Summary — HB 4716 (Insurance: penalties for fraudulent insurance acts; increase)

Status & sponsor
- Introduced July 1, 2025 by Rep. Mike McFall (with multiple co-sponsors).
- Passed by the Michigan House (third reading Sept. 16, 2025; passed with immediate effect Sept. 18, 2025).
- Referred to the Committee on Finance, Insurance, and Consumer Protection (next step in the legislative process).

Purpose
- Replace the current single felony penalty for committing or conspiring to commit a fraudulent insurance act (MCL 500.4511) with a tiered penalty structure that scales criminal classification, maximum imprisonment, and fines according to the number and dollar value of fraudulent claims, participation in a conspiracy, and prior convictions. Restitution remains mandatory.

Key provisions
- Replaces one-size-fits-all penalty (presently: felony up to 4 years and up to $50,000 fine plus restitution) with graduated penalties for fraudulent insurance acts involving claims:
- Misdemeanor (max 1 year; fine up to $2,000 or 3× claim amount, whichever greater)
- Claims total less than $1,000 OR fewer than 5 fraudulent claims.
- Felony (max 5 years; fine up to $10,000 or 3× claim amount)
- Claims $1,000–<$20,000 OR 5–19 fraudulent claims.
- Felony (max 10 years; fine up to $15,000 or 3× claim amount)
- Claims $20,000–<$50,000 OR 20–49 fraudulent claims.
- Felony (max 15 years; fine up to $25,000 or 3× claim amount)
- Claims $50,000–<$100,000 OR 50–99 fraudulent claims.
- Felony (max 20 years; fine up to $50,000 or 3× claim amount)
- Claims $100,000 or more OR 100+ fraudulent claims.
- Aggregation: fraudulent claims made pursuant to a scheme or course of conduct may be aggregated over any 12‑month period to determine the applicable penalty tier.
- Conspiracy enhancement: entering into an agreement or conspiracy to commit fraud subjects the defendant to the next-higher penalty category.
- Prior-conviction enhancements:
- One prior conviction: offenses meeting the lowest category are elevated to the second category.
- Two or more priors: offenses in the first or second category can be elevated to the third category.
- Prosecutor must allege prior convictions on the complaint; the court (not a jury) determines the existence of priors at sentencing or at a separate hearing. Acceptable proof includes judgments, transcripts, presentence reports, or defendant statements.
- Mandatory restitution: defendants convicted under this section must pay restitution consistent with MCL 769.1a and the crime victim’s rights act.
- Licensing notification: if a practitioner or insurer is found responsible or guilty, the court must notify the appropriate state licensing authority.

Who is affected
- Individuals or entities that commit, conspire to commit, or participate in insurance fraud (claimants, medical providers, insurers, agents, third-party administrators).
- Prosecutors, courts, licensing boards, and insurers (through reporting/administrative coordination in companion proposals).
- Potentially increases criminal exposure for organized schemes and repeat offenders.

Related measures and context
- HB 4716 is part of a package (HBs 4713–4719) that includes complementary proposals:
- HB 4714 — aligns sentencing guideline classifications with the new penalty tiers.
- HB 4717 — adds certain insurance fraud offenses to racketeering statutes.
- HB 4718 — would require insurers to report suspected fraud to DIFS.
- HB 4719 — authorizes civil fines for fraudulent insurance acts.
- Restitution and victim-rights provisions remain in force.

Procedural notes / next steps
- Having passed the House, the bill has been transmitted for further consideration (committee referral noted Sept. 18, 2025). If enacted, the new tiered penalties would replace the current single-penalty framework in MCL 500.4511.

Compiled from official sources — confirm details with the bill’s official record.

^^^^^^^^

**PARTS OF THE EXERCISE:**
A) In the bill summary, what happens to a defendant who enters into an agreement or conspiracy to commit fraud?
B) Does each statement below agree with the bill summary? Answer yes or no for each, quoting the words of the summary that decide it.
(i) The bill was introduced by Rep. Mike McFall.
(ii) A jury decides whether the defendant has prior convictions.
(iii) HB 4718 would require insurers to report suspected fraud to DIFS.

^^^^^^^^

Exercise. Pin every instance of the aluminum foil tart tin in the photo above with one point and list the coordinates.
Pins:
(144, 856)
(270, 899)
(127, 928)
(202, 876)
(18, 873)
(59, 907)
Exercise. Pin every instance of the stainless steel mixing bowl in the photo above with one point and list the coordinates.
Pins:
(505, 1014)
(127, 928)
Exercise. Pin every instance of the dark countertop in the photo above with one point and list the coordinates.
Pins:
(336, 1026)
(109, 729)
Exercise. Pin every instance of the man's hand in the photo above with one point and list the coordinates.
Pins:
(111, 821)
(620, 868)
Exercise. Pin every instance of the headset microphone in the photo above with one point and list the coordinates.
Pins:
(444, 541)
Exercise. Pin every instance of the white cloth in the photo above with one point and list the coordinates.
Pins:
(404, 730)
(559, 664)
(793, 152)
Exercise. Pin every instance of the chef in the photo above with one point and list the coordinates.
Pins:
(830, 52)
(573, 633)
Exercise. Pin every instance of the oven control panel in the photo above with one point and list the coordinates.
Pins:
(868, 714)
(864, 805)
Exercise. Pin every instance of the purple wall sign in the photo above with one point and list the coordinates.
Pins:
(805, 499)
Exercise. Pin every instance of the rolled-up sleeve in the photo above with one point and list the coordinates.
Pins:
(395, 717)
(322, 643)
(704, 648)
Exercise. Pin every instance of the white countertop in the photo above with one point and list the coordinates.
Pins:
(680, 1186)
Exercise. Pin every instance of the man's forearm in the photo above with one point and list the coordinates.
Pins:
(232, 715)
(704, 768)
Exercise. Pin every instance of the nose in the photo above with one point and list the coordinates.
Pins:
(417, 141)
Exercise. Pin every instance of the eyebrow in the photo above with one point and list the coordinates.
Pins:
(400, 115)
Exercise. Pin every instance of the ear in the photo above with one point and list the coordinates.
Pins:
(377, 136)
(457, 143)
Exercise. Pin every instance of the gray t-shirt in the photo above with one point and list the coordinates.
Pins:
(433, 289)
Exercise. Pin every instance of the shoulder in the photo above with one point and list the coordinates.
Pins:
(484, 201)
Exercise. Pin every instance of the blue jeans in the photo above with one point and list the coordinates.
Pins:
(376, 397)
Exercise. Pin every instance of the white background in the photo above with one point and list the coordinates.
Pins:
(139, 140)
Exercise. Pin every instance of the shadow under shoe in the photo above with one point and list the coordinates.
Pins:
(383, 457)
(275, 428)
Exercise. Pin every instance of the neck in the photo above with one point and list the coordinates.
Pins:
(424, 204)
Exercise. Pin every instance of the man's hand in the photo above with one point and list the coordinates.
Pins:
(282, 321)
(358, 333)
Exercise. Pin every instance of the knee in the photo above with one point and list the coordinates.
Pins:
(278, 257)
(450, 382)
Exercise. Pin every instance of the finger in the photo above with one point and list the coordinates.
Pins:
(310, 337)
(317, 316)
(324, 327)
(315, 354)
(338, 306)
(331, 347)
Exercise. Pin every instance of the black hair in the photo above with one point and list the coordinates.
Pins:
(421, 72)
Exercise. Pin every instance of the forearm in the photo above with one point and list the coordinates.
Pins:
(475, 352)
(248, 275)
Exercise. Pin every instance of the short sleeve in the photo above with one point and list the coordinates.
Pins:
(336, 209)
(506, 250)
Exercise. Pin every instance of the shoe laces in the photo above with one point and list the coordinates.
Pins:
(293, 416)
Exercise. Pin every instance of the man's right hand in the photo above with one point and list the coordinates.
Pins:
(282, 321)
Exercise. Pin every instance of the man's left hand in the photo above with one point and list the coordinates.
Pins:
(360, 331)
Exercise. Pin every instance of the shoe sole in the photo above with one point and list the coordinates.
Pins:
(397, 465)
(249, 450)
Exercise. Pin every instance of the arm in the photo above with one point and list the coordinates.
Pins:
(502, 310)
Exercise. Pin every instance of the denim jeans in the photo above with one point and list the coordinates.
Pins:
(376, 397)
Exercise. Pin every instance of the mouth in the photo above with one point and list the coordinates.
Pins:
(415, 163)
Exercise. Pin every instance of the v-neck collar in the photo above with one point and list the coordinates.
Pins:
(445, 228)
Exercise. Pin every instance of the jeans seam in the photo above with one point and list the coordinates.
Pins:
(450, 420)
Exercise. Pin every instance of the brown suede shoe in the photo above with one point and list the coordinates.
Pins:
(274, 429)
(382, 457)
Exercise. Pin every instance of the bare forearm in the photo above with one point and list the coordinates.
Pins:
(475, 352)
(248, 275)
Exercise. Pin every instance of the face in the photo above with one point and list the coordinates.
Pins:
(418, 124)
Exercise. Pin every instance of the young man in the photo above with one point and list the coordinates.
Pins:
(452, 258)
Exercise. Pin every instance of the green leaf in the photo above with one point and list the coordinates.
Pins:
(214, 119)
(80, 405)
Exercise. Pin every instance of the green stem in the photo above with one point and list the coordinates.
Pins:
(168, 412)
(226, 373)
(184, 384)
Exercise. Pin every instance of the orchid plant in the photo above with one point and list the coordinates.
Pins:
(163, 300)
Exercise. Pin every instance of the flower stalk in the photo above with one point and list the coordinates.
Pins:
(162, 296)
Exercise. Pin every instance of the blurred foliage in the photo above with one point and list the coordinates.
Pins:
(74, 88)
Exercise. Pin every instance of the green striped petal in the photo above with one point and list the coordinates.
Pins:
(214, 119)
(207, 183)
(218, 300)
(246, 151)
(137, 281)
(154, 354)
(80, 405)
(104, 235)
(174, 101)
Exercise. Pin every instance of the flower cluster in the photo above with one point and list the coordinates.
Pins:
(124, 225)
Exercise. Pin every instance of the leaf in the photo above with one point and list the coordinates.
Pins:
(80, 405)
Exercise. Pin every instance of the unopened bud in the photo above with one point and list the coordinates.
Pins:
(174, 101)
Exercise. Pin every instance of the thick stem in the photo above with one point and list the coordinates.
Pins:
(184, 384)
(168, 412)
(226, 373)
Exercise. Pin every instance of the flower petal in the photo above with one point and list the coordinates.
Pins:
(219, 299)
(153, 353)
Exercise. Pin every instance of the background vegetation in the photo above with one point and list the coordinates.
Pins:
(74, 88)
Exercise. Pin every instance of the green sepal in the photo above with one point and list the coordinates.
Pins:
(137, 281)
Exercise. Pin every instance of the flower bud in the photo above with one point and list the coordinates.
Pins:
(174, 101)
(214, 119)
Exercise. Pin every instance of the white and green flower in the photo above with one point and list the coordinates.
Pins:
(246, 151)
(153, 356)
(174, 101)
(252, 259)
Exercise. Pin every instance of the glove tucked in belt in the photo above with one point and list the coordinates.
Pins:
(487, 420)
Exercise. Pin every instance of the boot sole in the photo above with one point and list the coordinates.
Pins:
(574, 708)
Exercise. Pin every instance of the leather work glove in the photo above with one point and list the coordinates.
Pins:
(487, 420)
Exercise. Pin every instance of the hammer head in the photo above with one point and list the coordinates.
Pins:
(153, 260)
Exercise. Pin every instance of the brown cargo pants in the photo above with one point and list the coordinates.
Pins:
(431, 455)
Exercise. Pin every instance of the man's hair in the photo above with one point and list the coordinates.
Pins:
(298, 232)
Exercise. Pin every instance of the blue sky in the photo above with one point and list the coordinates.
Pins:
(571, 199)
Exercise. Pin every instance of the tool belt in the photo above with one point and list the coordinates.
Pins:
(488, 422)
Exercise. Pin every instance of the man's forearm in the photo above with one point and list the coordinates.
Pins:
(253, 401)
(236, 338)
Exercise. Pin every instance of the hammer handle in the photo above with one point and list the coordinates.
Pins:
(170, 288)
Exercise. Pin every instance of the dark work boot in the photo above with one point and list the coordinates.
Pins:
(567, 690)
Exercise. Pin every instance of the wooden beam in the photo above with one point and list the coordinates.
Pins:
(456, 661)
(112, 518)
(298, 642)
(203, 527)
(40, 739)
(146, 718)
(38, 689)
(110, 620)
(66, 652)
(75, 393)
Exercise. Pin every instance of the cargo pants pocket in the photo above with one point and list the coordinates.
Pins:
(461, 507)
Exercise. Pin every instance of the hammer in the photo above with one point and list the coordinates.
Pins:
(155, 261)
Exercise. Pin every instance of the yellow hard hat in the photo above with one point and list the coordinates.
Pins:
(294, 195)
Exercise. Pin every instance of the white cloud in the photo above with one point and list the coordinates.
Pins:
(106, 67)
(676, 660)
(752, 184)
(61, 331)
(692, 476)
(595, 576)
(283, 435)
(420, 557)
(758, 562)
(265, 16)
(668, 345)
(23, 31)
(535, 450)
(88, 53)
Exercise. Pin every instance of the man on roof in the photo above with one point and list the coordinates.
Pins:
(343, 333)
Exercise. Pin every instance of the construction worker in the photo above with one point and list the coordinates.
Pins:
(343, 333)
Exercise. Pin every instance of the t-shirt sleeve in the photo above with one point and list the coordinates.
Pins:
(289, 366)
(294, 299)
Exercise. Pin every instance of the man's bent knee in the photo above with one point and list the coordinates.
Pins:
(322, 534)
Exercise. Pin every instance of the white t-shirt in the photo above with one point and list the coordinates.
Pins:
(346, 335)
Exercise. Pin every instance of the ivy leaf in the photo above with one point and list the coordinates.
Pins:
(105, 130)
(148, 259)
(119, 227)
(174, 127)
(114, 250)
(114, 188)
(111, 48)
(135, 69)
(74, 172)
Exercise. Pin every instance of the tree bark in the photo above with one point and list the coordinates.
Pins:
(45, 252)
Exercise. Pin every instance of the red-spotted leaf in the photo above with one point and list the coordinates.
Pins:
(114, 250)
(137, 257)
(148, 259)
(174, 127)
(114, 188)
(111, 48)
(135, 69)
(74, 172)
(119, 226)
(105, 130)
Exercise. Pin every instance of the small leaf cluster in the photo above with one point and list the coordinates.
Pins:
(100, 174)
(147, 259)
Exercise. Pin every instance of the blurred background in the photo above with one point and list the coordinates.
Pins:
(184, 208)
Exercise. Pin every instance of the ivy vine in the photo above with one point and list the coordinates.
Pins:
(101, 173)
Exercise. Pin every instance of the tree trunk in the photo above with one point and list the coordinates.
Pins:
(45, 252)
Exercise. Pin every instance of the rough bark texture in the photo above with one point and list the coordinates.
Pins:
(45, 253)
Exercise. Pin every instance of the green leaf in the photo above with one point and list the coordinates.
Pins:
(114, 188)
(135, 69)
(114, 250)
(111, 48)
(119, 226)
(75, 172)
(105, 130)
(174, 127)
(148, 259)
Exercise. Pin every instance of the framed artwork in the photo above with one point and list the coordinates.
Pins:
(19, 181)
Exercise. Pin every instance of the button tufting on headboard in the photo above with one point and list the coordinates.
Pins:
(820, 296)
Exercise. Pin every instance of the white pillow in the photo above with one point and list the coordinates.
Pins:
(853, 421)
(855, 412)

^^^^^^^^

**ANSWERS FOR THE TASKS:**
A) The defendant is subject to the next-higher penalty category.

B)
(i) Yes: "Introduced July 1, 2025 by Rep. Mike McFall"
(ii) No: "the court (not a jury) determines the existence of priors"
(iii) Yes: "HB 4718 — would require insurers to report suspected fraud to DIFS."